━━━━━ GIVEN INFORMATION

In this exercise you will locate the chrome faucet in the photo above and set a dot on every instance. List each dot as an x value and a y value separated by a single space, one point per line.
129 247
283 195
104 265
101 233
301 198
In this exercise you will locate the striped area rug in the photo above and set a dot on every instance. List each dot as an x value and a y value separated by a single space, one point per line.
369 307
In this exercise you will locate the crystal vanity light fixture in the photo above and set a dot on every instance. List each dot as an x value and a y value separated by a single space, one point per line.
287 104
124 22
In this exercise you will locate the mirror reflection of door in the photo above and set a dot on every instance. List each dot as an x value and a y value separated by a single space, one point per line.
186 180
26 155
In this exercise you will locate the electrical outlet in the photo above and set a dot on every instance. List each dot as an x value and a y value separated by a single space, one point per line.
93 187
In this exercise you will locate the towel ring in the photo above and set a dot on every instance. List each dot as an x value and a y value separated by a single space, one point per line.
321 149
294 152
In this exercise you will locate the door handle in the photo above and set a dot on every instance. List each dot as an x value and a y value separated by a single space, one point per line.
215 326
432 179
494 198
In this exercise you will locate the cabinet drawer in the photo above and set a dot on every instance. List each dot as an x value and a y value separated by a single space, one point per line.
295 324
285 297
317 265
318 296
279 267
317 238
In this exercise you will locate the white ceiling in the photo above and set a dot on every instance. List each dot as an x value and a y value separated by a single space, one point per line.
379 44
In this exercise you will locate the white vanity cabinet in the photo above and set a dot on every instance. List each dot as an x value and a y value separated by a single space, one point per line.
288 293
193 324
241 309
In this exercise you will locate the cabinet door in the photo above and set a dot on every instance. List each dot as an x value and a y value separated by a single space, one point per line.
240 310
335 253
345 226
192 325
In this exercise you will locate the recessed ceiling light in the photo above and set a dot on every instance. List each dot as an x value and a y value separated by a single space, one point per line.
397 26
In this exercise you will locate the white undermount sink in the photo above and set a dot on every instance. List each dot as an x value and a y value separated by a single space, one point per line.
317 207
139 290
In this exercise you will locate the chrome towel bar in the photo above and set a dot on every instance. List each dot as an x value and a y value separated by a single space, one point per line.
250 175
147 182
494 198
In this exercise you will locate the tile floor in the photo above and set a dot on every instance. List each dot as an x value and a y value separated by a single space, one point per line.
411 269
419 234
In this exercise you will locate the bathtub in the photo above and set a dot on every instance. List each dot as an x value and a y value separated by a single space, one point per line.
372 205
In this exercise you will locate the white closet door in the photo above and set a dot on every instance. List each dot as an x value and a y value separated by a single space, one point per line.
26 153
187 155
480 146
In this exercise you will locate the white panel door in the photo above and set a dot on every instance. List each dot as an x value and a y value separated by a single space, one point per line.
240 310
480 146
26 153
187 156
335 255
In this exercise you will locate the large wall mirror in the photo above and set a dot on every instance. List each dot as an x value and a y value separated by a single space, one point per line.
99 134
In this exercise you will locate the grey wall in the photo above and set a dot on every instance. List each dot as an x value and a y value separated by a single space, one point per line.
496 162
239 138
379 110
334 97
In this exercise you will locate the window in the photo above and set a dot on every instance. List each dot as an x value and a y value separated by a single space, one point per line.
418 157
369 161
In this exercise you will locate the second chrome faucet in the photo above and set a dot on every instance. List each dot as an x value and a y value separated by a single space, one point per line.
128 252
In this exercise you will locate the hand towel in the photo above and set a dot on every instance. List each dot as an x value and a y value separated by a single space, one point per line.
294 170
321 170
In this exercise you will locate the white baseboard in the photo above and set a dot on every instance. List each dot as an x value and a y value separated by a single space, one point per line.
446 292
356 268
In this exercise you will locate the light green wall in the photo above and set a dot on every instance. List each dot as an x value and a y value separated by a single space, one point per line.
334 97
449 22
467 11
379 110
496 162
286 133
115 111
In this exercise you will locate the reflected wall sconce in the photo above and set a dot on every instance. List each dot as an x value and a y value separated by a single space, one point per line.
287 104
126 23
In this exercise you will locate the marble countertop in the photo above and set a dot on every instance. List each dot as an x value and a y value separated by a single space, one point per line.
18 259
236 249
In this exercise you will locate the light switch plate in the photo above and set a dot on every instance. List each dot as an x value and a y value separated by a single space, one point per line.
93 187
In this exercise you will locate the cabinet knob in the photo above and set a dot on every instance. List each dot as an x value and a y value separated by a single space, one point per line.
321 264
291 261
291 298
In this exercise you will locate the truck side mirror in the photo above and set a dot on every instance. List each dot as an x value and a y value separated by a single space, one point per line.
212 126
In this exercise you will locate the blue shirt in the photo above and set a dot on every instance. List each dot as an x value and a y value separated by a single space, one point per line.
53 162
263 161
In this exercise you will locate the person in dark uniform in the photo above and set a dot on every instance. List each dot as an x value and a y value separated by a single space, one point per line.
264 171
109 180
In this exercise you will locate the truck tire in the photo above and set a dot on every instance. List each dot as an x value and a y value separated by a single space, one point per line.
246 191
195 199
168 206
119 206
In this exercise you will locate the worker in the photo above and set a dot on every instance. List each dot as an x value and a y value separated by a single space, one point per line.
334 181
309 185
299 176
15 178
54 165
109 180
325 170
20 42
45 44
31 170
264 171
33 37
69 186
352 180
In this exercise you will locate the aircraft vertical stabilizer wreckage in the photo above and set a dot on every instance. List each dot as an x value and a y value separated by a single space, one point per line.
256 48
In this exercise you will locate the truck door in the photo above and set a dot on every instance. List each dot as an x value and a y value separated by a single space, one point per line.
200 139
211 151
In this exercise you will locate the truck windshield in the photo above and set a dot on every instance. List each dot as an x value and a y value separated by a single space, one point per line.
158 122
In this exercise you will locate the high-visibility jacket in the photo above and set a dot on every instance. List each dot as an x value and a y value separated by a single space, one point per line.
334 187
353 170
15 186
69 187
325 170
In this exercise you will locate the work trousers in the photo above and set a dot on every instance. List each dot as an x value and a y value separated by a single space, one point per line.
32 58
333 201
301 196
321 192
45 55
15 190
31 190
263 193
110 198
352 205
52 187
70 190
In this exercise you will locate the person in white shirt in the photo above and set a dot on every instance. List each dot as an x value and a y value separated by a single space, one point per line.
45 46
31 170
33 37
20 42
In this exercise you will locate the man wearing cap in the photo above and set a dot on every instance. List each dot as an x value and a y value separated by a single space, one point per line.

━━━━━━━━━━
━━━━━ GIVEN INFORMATION

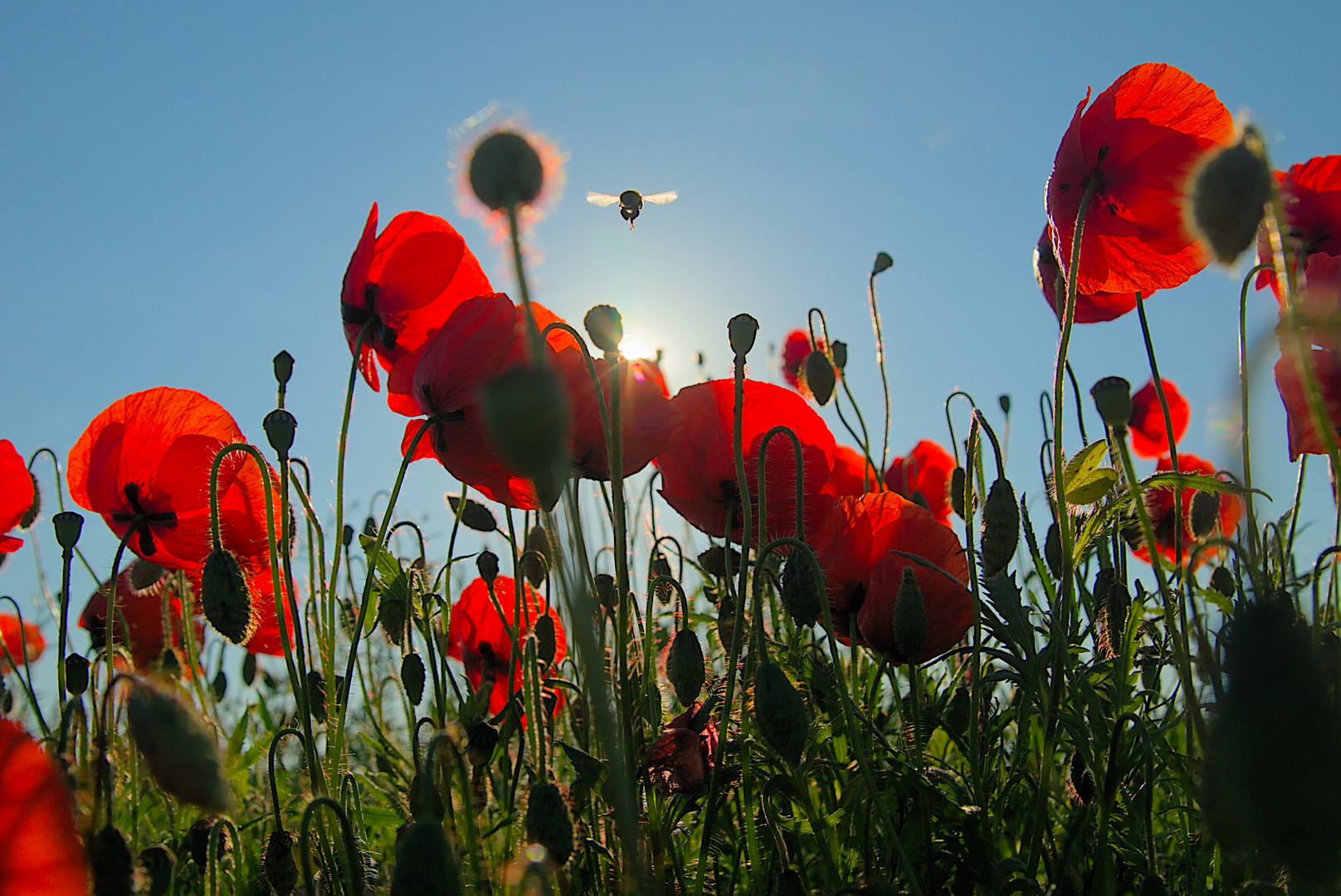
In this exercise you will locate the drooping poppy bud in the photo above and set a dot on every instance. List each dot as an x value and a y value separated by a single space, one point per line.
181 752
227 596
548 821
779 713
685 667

━━━━━━━━━━

• AIM OF THE TASK:
Your task is to restate, word for word, only those lines above that fall between the line holding "In this exercise you will locate the person in white" and the line holding "In this exercise you will locate the man", inclusive.

• RESPONSE TO THE TASK:
In this exercise you will locate the person in white shirt in the photo above and set a dot on every instance. List each dot as an x value and a y value separated by a single space, one point per line.
45 46
31 170
33 37
20 42
In this exercise you will locate the man wearing cap in the photo above and set a dot on every instance. List each dot as an x value and a y value separated by a single space, one point per line.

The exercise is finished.